§ Written tasks:
1: In the article on climate disaster claims below, condense the paragraph beginning "Compared with the 2000s" into a short bulleted list that keeps its main facts.
2: Write the next part of the article on climate disaster claims below, picking up after its final sentence.

§ Document text:
Last September, the United Nations Secretary-General António Guterres claimed climate, weather and water-related disasters had increased by 500% over the last 50 years. According to the political and environmental science writer Professor Roger Pielke this is "
pure misinformation". He goes on to suggest that
"you will never find a more obvious and egregious wrong claim in public discussions from a more important institution". Matters were made even worse, in Pielke's view, because the false notion was "legitimised" by none other than the World Meteorological Organisation (WMO), one of the founding bodies of the Intergovernmental Panel on Climate Change.
Pielke refers to the graph above based on figures from CRED EM-DAT, the same database the WMO and Guterres based their false claim on. Of course 2022 is not fully complete, but total disasters will be around the 330 mark, and this will be similar to the average for the last decade.
Compared with the 2000s, the numbers are about 10% lower.Based on these data, said by CRED to be reliable since 2000, Pielke notes there is no evidence that the number of global and climate disasters is increasing. "That means that - undeniably - there is no evidence to support another false claim by the UN that, 'The number of disaster events is projected to reach 560 a year - or 1.5 each day, statistically speaking - by 2030'."

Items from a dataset
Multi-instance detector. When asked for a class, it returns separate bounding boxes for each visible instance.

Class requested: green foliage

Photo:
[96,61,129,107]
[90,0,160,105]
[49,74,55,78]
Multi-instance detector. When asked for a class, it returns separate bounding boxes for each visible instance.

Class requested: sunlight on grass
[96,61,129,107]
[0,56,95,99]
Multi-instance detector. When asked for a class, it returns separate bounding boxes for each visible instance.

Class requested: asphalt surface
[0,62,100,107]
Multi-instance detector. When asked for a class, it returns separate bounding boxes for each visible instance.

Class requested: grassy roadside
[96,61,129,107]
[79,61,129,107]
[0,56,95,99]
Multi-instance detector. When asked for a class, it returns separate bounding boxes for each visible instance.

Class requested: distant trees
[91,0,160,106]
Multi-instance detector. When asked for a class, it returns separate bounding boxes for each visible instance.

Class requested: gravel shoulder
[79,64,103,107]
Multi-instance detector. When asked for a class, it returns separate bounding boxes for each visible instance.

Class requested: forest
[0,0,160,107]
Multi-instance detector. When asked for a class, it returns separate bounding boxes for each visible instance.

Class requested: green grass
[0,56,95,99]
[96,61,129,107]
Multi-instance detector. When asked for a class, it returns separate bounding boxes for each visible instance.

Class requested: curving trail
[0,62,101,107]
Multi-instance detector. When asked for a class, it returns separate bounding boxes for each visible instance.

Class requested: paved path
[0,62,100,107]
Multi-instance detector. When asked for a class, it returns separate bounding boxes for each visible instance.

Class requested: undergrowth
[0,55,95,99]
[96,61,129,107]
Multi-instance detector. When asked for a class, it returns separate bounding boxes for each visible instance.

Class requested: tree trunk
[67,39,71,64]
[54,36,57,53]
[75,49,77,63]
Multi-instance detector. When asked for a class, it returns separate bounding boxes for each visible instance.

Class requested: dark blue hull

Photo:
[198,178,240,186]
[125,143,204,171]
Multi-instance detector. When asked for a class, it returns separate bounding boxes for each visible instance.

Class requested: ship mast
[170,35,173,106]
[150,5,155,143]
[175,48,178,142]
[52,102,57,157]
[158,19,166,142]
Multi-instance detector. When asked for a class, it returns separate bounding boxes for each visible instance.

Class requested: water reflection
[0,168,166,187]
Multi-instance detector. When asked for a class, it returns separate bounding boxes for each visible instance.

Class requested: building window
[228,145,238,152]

§ Answer set:
1:
- Disaster numbers are about 10% lower than in the 2000s.
- CRED says its data are reliable since 2000.
- Based on these data, Pielke finds no evidence that the number of global and climate disasters is increasing.
- This means there is no evidence for the UN's claim that disaster events will reach 560 a year, or 1.5 a day, by 2030.

2:
Preliminary estimates suggest that around 11,000 people lost their lives this year as a result of weather and climate-related disasters, a figure around the average for the last decade. The overall death rate was about 0.14 people per million, and was one of the five lowest annual death rates since data were compiled. Pielke ventures that the figure is the lowest in all recorded human history. Just two decades ago, the figure was 20 times greater at 2.9 per million.
The diminishing human impact of disasters is a science and policy success that is "widely under-appreciated".In fact, as the Daily Sceptic has repeatedly shown, such inconvenient facts are largely ignored in most mainstream media, as individual weather events are relentlessly catastrophised in the interest of upending society, via the Net Zero political project.
Weather catastrophisation is now the main climate propaganda tool since global warming went off the boil over two decades ago. Pielke noted that he had spent 30 years working to understand trends in disasters. "Along the way, I've observed a concerted and successful effort by climate advocates to create and spread disinformation about disasters, knowing full well that virtually all journalists and scientists will stay silent and allow the false information to spread unchecked - and sometimes they will even help to amplify it," he wrote.
"I am curious. When are journalists going to start reporting the facts about disasters, and call out disinformation," he asked.
Don't hold your breath just yet Professor, might be the reply.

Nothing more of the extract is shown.